Written request:
Pick out every line below that contains the string "window" and copy each one. Case counts: a line matches only if the letters have the same capitalization.

----- Input material

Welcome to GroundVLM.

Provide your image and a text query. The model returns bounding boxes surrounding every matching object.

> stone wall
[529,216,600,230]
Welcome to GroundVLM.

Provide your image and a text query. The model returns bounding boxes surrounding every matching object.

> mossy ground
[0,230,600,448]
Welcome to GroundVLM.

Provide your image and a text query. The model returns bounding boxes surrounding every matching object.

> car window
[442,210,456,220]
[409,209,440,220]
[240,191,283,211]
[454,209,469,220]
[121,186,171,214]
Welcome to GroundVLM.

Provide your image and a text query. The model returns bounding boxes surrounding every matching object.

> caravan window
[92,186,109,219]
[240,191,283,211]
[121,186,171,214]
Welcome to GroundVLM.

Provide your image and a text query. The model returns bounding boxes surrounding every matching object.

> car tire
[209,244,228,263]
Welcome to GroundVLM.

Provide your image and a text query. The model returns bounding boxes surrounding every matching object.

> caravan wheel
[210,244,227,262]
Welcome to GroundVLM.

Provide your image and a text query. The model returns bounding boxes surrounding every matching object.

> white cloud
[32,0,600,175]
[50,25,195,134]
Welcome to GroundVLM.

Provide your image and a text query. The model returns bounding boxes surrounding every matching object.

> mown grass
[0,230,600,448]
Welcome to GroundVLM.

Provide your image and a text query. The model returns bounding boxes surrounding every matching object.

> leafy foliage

----------
----- Input material

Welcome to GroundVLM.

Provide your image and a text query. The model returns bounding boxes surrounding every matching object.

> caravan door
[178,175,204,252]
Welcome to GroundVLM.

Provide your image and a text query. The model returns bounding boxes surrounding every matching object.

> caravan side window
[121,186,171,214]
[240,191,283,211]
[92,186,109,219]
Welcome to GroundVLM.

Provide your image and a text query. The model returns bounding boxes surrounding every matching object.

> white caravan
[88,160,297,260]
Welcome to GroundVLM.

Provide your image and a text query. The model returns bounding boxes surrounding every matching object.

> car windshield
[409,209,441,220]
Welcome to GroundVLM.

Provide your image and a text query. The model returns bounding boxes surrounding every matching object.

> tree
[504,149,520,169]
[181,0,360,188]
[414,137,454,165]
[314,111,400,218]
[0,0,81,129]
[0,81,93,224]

----------
----- Input material

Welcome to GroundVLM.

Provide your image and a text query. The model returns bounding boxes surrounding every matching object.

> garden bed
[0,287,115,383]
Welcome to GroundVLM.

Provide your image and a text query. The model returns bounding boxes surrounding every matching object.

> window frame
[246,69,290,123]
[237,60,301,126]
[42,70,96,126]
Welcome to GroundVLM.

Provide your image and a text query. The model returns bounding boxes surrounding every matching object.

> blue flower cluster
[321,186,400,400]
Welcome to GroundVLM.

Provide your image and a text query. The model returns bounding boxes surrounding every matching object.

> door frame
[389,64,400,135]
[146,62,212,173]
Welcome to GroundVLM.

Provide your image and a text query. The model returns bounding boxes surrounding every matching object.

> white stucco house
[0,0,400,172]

----------

Response:
> car window
> caravan window
> caravan side window
> window frame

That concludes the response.